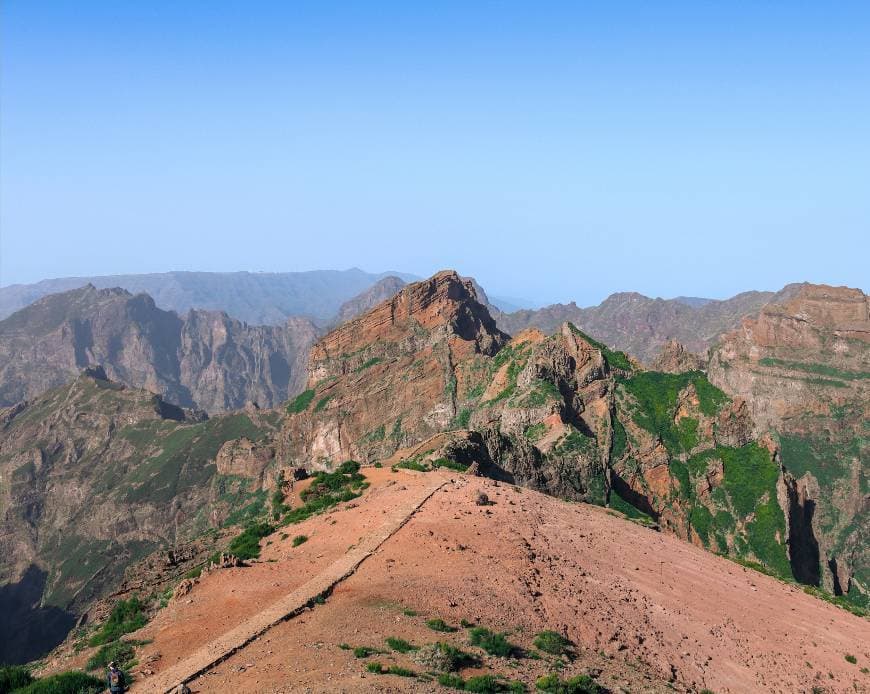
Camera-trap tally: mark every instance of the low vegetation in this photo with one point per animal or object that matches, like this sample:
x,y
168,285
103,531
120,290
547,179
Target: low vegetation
x,y
126,616
301,402
494,643
400,645
580,684
328,489
64,683
552,642
247,544
438,624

(Do this)
Recast every line of the items above as a JSON list of strings, with one string per line. Leave out blank lines and the pictures.

(Result of the exercise)
[
  "Camera-trap tally: mark every instance of the low vegetation in this photo with one point per animal or object that matches, like this sample:",
  "x,y",
  "168,285",
  "103,531",
  "120,290",
  "547,179",
  "Target: low vegetation",
  "x,y",
  "126,616",
  "301,402",
  "494,643",
  "400,645",
  "580,684",
  "328,489",
  "64,683",
  "552,642",
  "247,544",
  "438,624"
]